[Exercise]: Track down every line below that holds "shaped" and copy it.

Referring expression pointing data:

++++

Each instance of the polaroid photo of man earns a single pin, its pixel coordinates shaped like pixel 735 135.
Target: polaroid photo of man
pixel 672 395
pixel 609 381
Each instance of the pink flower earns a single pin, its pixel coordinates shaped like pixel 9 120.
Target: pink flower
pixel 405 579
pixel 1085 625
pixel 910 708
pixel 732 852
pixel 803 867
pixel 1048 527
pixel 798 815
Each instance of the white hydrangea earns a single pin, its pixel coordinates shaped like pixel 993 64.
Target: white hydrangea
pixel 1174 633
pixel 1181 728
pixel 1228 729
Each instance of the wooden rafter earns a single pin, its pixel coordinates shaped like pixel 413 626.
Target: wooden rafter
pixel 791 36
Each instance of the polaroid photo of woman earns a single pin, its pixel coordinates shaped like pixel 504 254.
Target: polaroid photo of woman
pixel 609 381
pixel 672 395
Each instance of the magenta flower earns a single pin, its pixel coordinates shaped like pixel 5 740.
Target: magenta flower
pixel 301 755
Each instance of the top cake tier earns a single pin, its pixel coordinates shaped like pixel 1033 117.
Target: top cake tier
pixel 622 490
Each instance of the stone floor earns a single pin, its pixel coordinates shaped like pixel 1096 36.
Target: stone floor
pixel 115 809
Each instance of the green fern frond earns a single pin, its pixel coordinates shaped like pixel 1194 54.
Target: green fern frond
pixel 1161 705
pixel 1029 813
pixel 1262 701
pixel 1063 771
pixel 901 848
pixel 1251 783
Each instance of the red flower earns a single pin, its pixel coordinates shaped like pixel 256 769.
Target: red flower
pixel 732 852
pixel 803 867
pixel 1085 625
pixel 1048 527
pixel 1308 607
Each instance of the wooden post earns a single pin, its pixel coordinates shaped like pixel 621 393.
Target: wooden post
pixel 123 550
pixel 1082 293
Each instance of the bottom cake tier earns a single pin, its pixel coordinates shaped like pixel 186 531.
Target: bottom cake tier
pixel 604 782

++++

[The answer]:
Each instance of the polaroid photo of man earns a single pin, its pixel coordinates shaped like pixel 735 135.
Each instance of the pink flower earns a single pin, its pixel coordinates shaped like pixel 9 120.
Each instance of the white hydrangea earns a single pin, its pixel coordinates shaped like pixel 993 64.
Each instance of the wooden rafter earns a single pin, its pixel coordinates shaped like pixel 413 626.
Each instance of the polaroid photo of woman earns a single pin, its pixel coordinates shaped like pixel 504 254.
Each instance of the magenta flower earns a single pin, its pixel coordinates shaped like pixel 5 740.
Each instance of the top cake tier earns a single pin, its pixel coordinates shaped like pixel 1033 117.
Each instance of the stone floor earns a single pin, its pixel coordinates shaped like pixel 1096 36.
Each instance of the green fern frond earns a single pin, its pixel coordinates shaped like pixel 1194 54.
Each instance of the red flower earns a single pin, its pixel coordinates shaped like pixel 256 769.
Each instance of the wooden post earns a single pin, its pixel coordinates shaped like pixel 621 393.
Each instance of the bottom cake tier earns a single pin, its pixel coordinates shaped like pixel 186 531.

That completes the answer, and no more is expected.